--- Source extract ---
Kacsmaryk came under national scrutiny when he ruled in April to revoke the Food and Drug Administration’s 20-plus-year-old approval of the abortion drug mifepristone. That decision was narrowed by the 5th Circuit Court of Appeals, and is now on its way to the Supreme Court. 

In a Thursday decision centered on the president of West Texas A&M University banning a family-friendly drag show on campus, Kacsmaryk cited the group Gays Against Groomers, which the Anti-Defamation League has labeled an anti-LGBTQ extremist group. It works to fight the “sexualization and indoctrination of children,” a long-time homophobic attack used to sow distrust in LGBTQ+ people and encourage legislation and litigation in the same vein.

“It is unclear how drag shows unmistakably communicate advocacy for LGBT+ rights,” Kacsmaryk wrote, going on to cite from the group’s about page: “The overwhelming majority of gay people .. . directly oppose the sexualization and indoctrination of children. This includes drag queen story hours [and] drag shows involving children.”

Kacsmaryk granted most of university President Walter Wendler’s motion to dismiss, and rejected the request for injunctive relief from an LGBTQ+ advocacy student group on campus. 

Wendler, in a letter nixing the planned drag show, compared the performance to “blackface” minstrelsy.

“As a university president, I would not support ‘blackface’ performances on our campus, even if told the performance is a form of free speech or intended as humor,” Wendler wrote. “It is wrong. I do not support any show, performance or artistic expression which denigrates others — in this case, women — for any reason.”

Kacsmaryk takes the charge even further, permeating the filing with innuendo about drag shows as aggressively sexual and wholly inappropriate for children (the group had marketed the show as PG-13, causing Kacsmaryk feigned bafflement as he wrote that it was a standard “undefined” by the plaintiffs but “presumably” based on the movie ratings).

“Newer cases retained older rules relevant to protests, forums, time, place, and manner — plus an important outer limit on ‘expressive conduct,’ especially sexualized ‘expressive conduct’: ‘When children are involved, the calculation changes,’” Kacmsaryk wrote. “Here, Plaintiffs expressly contemplate and even advertise the involvement of children.”

Kacsmaryk’s ruling, as is often the case, puts him out of step with a tranche of court rulings protecting similar shows that have come on the heels of right-wing politicians’ resurgent obsession with policing drag performances and gender-affirming care.  

In most of those rulings, the judges found the drag bans to have violated the First Amendment.

--- Raw records ---

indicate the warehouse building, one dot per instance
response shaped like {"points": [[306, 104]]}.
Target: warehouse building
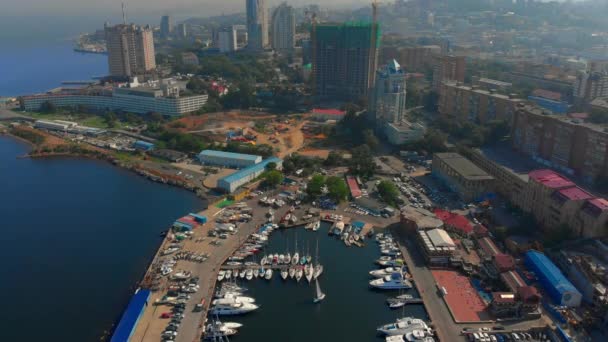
{"points": [[437, 246], [130, 318], [228, 159], [232, 182], [462, 176], [552, 279]]}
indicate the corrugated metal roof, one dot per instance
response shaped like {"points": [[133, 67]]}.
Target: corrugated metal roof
{"points": [[548, 271], [223, 154], [249, 170], [440, 238]]}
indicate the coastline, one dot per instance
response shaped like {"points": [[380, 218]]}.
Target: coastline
{"points": [[107, 157]]}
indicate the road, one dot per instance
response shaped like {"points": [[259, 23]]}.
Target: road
{"points": [[447, 329]]}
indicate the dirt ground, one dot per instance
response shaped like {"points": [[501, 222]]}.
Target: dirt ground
{"points": [[315, 153]]}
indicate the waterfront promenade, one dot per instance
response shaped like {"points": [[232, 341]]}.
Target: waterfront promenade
{"points": [[151, 325]]}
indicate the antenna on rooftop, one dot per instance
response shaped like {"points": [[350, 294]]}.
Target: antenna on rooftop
{"points": [[124, 14]]}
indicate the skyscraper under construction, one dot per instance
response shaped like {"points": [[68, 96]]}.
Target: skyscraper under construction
{"points": [[344, 59]]}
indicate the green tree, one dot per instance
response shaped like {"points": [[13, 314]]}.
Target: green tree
{"points": [[110, 119], [273, 178], [388, 192], [271, 166], [362, 162], [337, 188], [315, 186]]}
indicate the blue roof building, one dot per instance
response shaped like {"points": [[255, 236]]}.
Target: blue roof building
{"points": [[228, 159], [130, 318], [143, 145], [246, 175], [559, 288]]}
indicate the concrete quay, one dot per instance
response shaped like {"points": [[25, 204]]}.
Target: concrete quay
{"points": [[151, 326]]}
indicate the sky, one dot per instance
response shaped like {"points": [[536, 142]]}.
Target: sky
{"points": [[198, 8]]}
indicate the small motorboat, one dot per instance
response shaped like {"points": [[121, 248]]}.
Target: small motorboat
{"points": [[318, 271], [319, 295]]}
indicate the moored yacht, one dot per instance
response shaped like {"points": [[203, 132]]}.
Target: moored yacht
{"points": [[403, 326], [395, 281], [234, 308]]}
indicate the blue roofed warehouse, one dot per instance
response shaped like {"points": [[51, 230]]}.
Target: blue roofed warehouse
{"points": [[246, 175], [559, 288], [228, 159]]}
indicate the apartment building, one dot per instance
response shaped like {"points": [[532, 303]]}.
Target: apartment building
{"points": [[448, 68], [344, 60], [569, 145], [460, 102]]}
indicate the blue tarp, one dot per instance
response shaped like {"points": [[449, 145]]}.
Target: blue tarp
{"points": [[130, 317]]}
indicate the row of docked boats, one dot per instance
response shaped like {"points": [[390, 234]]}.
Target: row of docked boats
{"points": [[314, 226], [407, 329], [392, 275], [229, 300]]}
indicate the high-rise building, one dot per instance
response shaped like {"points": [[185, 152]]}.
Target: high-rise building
{"points": [[257, 25], [591, 83], [448, 68], [563, 143], [283, 28], [166, 26], [182, 30], [227, 39], [388, 100], [130, 50], [344, 58]]}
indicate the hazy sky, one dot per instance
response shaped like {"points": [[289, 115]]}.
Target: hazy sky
{"points": [[143, 7]]}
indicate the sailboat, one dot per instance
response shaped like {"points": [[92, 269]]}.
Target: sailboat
{"points": [[309, 272], [319, 294]]}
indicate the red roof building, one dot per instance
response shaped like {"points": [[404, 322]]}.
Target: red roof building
{"points": [[550, 179], [355, 191], [512, 280], [488, 247], [454, 222], [504, 262], [480, 231]]}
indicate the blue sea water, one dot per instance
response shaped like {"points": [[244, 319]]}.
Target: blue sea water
{"points": [[76, 237]]}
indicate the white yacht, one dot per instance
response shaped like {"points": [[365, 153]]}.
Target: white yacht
{"points": [[309, 272], [394, 281], [232, 297], [234, 308], [384, 272], [404, 326]]}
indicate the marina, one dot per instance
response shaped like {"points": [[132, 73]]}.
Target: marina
{"points": [[344, 290]]}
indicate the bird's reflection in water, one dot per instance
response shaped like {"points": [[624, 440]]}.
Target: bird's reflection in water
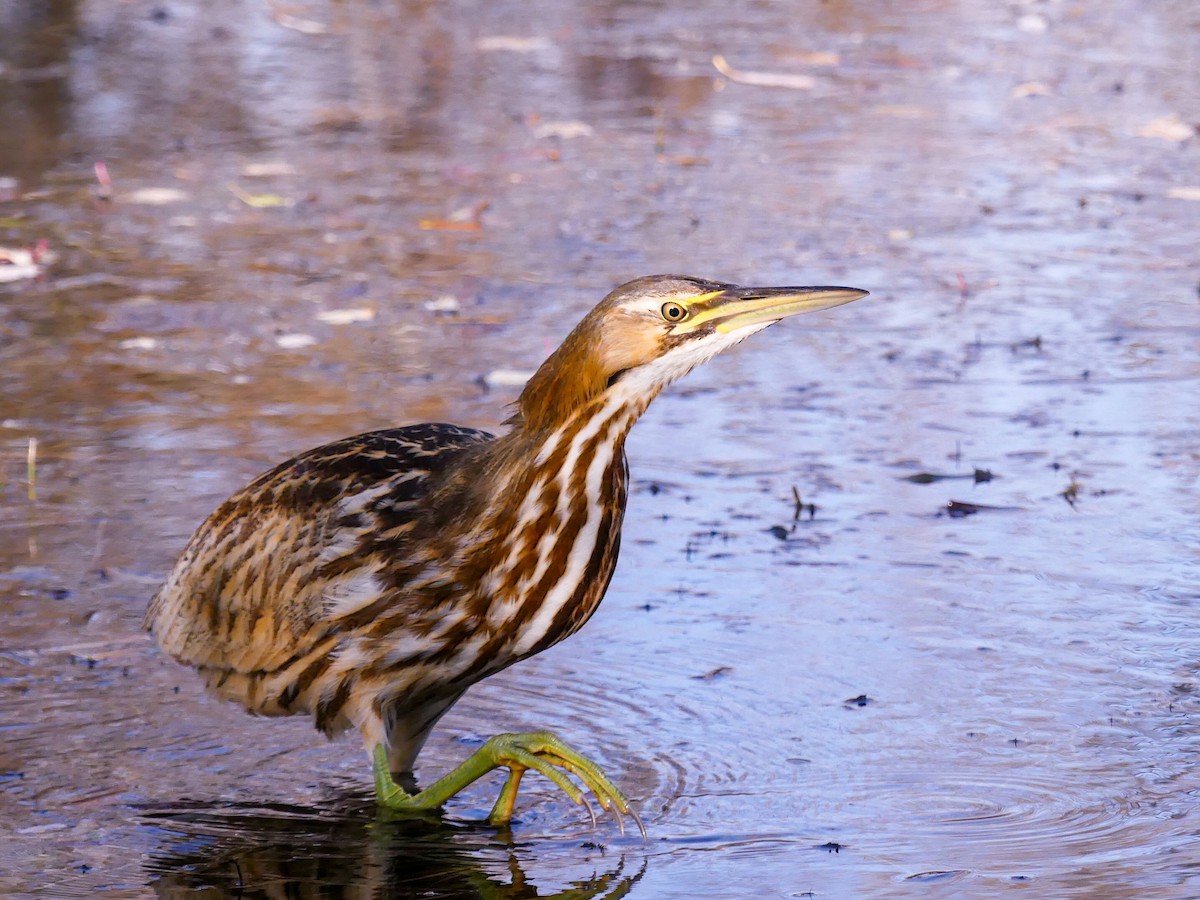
{"points": [[275, 851]]}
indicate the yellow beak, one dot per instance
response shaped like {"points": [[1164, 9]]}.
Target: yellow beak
{"points": [[735, 307]]}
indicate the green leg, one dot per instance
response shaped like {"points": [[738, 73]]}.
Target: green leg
{"points": [[538, 750]]}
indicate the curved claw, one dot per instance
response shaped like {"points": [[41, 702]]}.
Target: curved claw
{"points": [[538, 750], [547, 754]]}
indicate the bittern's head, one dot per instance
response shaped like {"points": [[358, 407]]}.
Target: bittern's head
{"points": [[649, 331]]}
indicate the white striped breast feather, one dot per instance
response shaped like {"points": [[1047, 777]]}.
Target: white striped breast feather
{"points": [[582, 546]]}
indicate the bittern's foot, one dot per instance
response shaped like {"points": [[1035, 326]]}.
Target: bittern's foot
{"points": [[538, 750]]}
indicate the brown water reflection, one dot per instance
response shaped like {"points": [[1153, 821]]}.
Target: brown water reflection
{"points": [[1014, 185]]}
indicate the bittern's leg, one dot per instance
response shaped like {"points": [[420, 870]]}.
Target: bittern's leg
{"points": [[540, 750]]}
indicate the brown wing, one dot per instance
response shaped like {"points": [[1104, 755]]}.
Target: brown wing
{"points": [[252, 589]]}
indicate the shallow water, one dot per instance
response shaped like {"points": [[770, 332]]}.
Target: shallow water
{"points": [[877, 697]]}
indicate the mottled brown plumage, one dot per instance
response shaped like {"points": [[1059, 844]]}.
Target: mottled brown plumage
{"points": [[371, 581]]}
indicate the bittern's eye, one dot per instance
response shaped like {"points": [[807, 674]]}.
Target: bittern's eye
{"points": [[673, 312]]}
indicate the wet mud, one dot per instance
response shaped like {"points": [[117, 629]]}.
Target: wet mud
{"points": [[835, 659]]}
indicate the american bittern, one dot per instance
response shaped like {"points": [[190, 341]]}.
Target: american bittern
{"points": [[372, 581]]}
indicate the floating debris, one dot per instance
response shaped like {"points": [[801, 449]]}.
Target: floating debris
{"points": [[445, 304], [261, 201], [513, 43], [467, 219], [928, 478], [565, 130], [154, 196], [294, 342], [961, 509], [505, 378], [22, 263], [713, 673], [345, 317], [763, 79], [1168, 127]]}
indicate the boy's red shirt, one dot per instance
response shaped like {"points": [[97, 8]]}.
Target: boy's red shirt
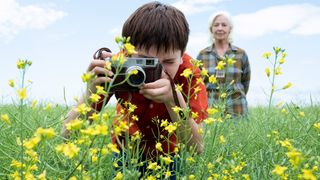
{"points": [[148, 112]]}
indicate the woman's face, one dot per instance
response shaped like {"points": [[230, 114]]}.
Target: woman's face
{"points": [[221, 28]]}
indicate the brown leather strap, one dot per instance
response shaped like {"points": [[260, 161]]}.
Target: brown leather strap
{"points": [[98, 53]]}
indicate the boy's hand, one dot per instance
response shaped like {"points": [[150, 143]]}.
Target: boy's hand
{"points": [[97, 67]]}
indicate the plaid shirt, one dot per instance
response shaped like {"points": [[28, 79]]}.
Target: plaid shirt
{"points": [[239, 72]]}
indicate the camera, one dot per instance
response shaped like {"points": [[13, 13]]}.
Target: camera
{"points": [[135, 72]]}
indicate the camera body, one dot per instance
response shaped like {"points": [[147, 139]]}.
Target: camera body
{"points": [[146, 70]]}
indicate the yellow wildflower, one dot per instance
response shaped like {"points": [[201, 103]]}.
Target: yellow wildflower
{"points": [[289, 84], [130, 48], [212, 79], [167, 160], [74, 124], [100, 90], [186, 73], [11, 83], [204, 72], [70, 149], [266, 55], [119, 176], [192, 177], [94, 98], [5, 118], [113, 148], [179, 87], [22, 94], [267, 70], [220, 65], [47, 133], [230, 61], [159, 147], [83, 109], [222, 139], [31, 143], [86, 77], [171, 127]]}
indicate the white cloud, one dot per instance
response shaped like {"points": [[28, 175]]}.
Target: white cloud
{"points": [[15, 17], [299, 19], [189, 7]]}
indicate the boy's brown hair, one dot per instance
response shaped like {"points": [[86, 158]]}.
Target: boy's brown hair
{"points": [[157, 25]]}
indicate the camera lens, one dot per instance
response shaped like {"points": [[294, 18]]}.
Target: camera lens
{"points": [[136, 75]]}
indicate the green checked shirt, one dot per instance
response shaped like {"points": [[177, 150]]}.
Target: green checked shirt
{"points": [[234, 79]]}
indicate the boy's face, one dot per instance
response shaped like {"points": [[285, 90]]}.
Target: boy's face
{"points": [[170, 60]]}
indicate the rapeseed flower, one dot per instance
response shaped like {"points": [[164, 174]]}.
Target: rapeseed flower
{"points": [[11, 83], [5, 118], [220, 65], [70, 149], [22, 93], [186, 73]]}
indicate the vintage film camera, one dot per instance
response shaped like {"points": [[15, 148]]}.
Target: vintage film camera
{"points": [[148, 70]]}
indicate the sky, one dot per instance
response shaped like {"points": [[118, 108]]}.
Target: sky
{"points": [[60, 37]]}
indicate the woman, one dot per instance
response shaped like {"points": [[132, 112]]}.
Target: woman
{"points": [[233, 71]]}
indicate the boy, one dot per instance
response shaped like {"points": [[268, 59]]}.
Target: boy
{"points": [[161, 31]]}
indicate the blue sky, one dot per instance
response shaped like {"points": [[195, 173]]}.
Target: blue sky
{"points": [[60, 36]]}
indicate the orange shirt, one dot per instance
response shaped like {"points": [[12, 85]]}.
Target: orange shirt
{"points": [[148, 111]]}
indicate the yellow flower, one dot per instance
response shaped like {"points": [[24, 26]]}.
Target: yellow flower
{"points": [[317, 125], [48, 107], [279, 170], [159, 147], [113, 148], [212, 79], [278, 71], [94, 98], [11, 83], [192, 177], [190, 160], [42, 176], [186, 73], [266, 55], [301, 113], [83, 109], [212, 111], [289, 84], [70, 150], [267, 70], [31, 143], [230, 61], [48, 133], [167, 160], [119, 176], [34, 104], [22, 94], [308, 174], [100, 90], [5, 118], [86, 77], [130, 49], [179, 87], [74, 124], [222, 140], [220, 65], [204, 72], [171, 127], [295, 157], [176, 109]]}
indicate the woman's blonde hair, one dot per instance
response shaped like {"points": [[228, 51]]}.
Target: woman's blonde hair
{"points": [[213, 19]]}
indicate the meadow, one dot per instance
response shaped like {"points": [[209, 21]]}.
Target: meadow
{"points": [[276, 141]]}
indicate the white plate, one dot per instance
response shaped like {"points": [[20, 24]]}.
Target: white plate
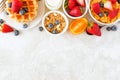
{"points": [[34, 23]]}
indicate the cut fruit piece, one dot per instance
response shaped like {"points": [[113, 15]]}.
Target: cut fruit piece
{"points": [[96, 7], [108, 5], [78, 26]]}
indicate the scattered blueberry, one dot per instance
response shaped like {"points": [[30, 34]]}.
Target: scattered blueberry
{"points": [[50, 25], [6, 13], [1, 21], [108, 28], [101, 14], [55, 32], [22, 12], [57, 22], [106, 13], [101, 4], [9, 5], [114, 28], [119, 1], [25, 25], [40, 28], [16, 32], [26, 9]]}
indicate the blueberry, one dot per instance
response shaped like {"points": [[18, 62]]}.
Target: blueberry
{"points": [[50, 25], [114, 28], [6, 13], [9, 5], [108, 28], [25, 25], [119, 1], [101, 4], [40, 28], [22, 12], [57, 22], [1, 21], [106, 13], [100, 14], [26, 9], [55, 32], [16, 32]]}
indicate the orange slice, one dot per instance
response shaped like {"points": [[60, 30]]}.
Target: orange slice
{"points": [[78, 26]]}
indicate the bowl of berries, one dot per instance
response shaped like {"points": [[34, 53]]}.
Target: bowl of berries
{"points": [[75, 9], [105, 12], [55, 23]]}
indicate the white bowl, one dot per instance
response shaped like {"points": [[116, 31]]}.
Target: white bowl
{"points": [[51, 5], [101, 23], [65, 28], [72, 16]]}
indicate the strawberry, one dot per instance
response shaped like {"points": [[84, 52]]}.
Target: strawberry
{"points": [[113, 13], [113, 1], [71, 4], [93, 28], [16, 6], [108, 5], [81, 2], [6, 28], [76, 11], [96, 7]]}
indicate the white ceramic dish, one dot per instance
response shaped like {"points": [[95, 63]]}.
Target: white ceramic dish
{"points": [[76, 17], [66, 20], [34, 23], [101, 23], [53, 4]]}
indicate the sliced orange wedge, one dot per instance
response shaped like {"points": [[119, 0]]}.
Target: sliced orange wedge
{"points": [[78, 26]]}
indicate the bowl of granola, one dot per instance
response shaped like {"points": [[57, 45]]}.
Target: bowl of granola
{"points": [[75, 9], [55, 23], [105, 12]]}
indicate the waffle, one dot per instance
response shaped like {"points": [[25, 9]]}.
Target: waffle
{"points": [[32, 6]]}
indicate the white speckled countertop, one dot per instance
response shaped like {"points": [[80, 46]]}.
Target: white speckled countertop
{"points": [[34, 55]]}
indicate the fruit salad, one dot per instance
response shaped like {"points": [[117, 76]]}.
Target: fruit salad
{"points": [[75, 8], [105, 11], [54, 23]]}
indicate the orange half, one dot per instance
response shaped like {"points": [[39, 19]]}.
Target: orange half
{"points": [[78, 26]]}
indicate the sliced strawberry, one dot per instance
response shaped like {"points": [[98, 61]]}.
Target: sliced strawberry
{"points": [[94, 29], [71, 4], [16, 6], [76, 11], [81, 2], [113, 1], [6, 28], [108, 5], [113, 13], [96, 7]]}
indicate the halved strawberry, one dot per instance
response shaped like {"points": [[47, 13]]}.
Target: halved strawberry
{"points": [[76, 11], [81, 2], [113, 13], [96, 7], [6, 28], [16, 6], [113, 1], [108, 5], [93, 28], [71, 4]]}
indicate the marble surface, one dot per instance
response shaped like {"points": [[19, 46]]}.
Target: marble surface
{"points": [[35, 55]]}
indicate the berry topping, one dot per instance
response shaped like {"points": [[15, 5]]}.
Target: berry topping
{"points": [[81, 2], [16, 32], [50, 25], [96, 7], [76, 11], [40, 28]]}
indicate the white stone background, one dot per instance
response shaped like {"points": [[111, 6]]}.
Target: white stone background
{"points": [[35, 55]]}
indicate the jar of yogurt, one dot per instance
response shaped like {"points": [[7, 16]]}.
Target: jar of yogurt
{"points": [[53, 4]]}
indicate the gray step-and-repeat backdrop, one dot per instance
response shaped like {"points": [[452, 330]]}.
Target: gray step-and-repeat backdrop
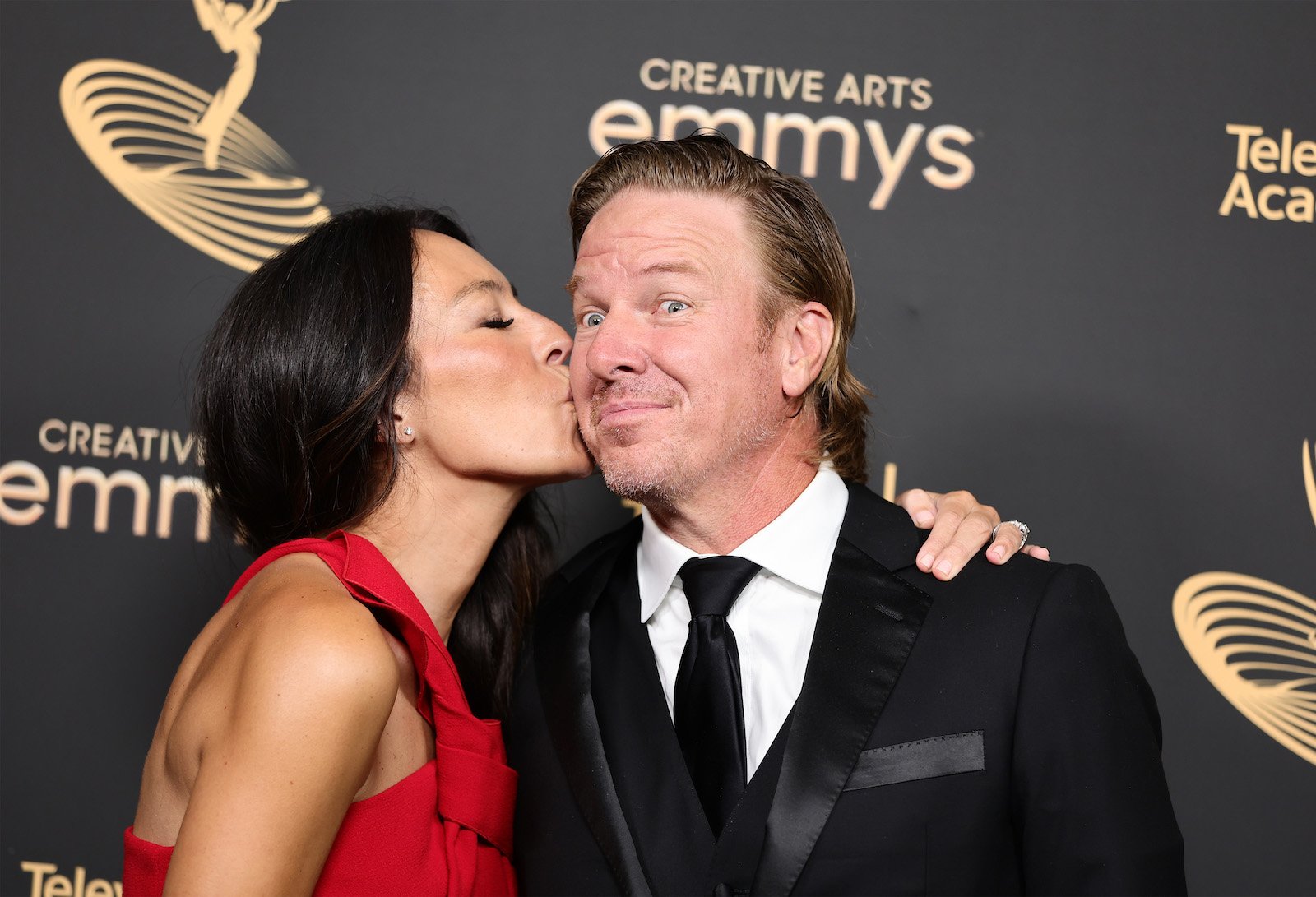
{"points": [[1082, 236]]}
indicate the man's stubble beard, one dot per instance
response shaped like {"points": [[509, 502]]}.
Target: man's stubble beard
{"points": [[666, 475]]}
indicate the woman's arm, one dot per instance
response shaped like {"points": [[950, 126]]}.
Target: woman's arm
{"points": [[290, 747]]}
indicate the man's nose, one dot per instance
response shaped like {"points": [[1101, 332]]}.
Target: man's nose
{"points": [[616, 349]]}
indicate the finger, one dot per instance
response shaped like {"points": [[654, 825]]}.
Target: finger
{"points": [[951, 515], [1008, 541], [971, 534], [920, 506]]}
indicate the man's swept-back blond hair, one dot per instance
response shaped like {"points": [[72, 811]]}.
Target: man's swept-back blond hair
{"points": [[799, 247]]}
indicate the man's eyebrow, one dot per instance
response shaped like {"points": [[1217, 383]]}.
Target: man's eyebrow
{"points": [[671, 267], [486, 285], [657, 267]]}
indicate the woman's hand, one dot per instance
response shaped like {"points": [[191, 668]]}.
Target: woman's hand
{"points": [[960, 528]]}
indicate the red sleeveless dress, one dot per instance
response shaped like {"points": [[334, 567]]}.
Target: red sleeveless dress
{"points": [[445, 829]]}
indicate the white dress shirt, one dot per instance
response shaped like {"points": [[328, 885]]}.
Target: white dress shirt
{"points": [[774, 616]]}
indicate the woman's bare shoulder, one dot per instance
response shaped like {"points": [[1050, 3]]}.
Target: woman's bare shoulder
{"points": [[296, 627]]}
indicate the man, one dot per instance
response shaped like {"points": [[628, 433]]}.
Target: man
{"points": [[806, 710]]}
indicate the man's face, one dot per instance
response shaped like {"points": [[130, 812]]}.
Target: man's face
{"points": [[671, 381]]}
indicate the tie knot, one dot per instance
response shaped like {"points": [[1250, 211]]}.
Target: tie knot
{"points": [[712, 585]]}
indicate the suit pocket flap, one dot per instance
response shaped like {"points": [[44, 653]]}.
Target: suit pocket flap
{"points": [[927, 758]]}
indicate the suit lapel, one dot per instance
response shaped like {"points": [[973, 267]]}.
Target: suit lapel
{"points": [[866, 627], [657, 796], [563, 670]]}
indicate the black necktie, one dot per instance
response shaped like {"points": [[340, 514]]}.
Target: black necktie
{"points": [[707, 706]]}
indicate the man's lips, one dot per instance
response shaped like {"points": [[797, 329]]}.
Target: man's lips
{"points": [[620, 412]]}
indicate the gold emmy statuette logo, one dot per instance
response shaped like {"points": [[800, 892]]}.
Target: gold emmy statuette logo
{"points": [[188, 160], [1256, 642]]}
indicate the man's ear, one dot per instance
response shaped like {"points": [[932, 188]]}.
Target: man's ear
{"points": [[809, 331]]}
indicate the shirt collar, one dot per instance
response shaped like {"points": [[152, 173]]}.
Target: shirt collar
{"points": [[796, 545]]}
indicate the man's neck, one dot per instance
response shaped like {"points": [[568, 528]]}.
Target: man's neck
{"points": [[719, 517]]}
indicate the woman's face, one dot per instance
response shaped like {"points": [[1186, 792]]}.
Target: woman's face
{"points": [[490, 395]]}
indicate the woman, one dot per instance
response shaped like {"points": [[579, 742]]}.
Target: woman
{"points": [[374, 408]]}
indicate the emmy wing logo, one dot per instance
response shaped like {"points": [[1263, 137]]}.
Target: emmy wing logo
{"points": [[1256, 642], [188, 158]]}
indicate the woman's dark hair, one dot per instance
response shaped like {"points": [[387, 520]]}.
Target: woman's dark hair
{"points": [[294, 414]]}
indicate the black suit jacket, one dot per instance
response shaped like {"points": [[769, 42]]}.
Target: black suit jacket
{"points": [[993, 734]]}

--- Task requirements ---
1. In the excerpt about Judge Kacsmaryk, what did Walter Wendler compare the planned drag show to?
2. Return the stretch of the records from the line that contains "indicate the black necktie, one" through the end of the records, word for word, with both ends included.
The records are unrelated to the excerpt about Judge Kacsmaryk.

--- Answers in order ---
1. He compared it to "blackface" minstrelsy.

2.
indicate the black necktie, one dot per instance
response shaped like {"points": [[340, 514]]}.
Target: black necktie
{"points": [[707, 706]]}
indicate the man's lips, one dot per instance
response shaped like {"points": [[797, 329]]}.
Target: man's lips
{"points": [[620, 412]]}
indicate the gold emmy statuette logo, one dot per instance
response shaped like {"points": [[800, 892]]}.
Target: gold emmy statuette logo
{"points": [[188, 160], [1256, 642]]}
indicate the man's ear, one dot per instance
response shaped like {"points": [[932, 188]]}.
Target: man's ear
{"points": [[809, 331]]}
indicate the shirt collar, one dot per instance
response shaped like {"points": [[152, 173]]}.
Target: shirt collar
{"points": [[796, 545]]}
indicate the man's neck, one dot per instance
response shaped like {"points": [[568, 528]]}.
Target: man's neck
{"points": [[719, 517]]}
indicate the woman's face, one dot per instance
response shaped like {"points": [[1186, 792]]}.
Target: woman's face
{"points": [[490, 395]]}
indicate the woman, one dot per instance
response shaped like {"points": [[579, 742]]}.
Target: woman
{"points": [[374, 408]]}
indicate the emmy wing logo, one dot per instance
response shaped like {"points": [[1263, 137]]}.
Target: emmy wing logo
{"points": [[1256, 642], [188, 158]]}
indicate the woman's dark hair, one dot per instance
response shaped like {"points": [[387, 520]]}.
Target: woman's dark hair
{"points": [[294, 414]]}
indicate the black suit jacket, one dot per instance
response shaped like {"points": [[769, 42]]}.
Target: black suit jacket
{"points": [[993, 734]]}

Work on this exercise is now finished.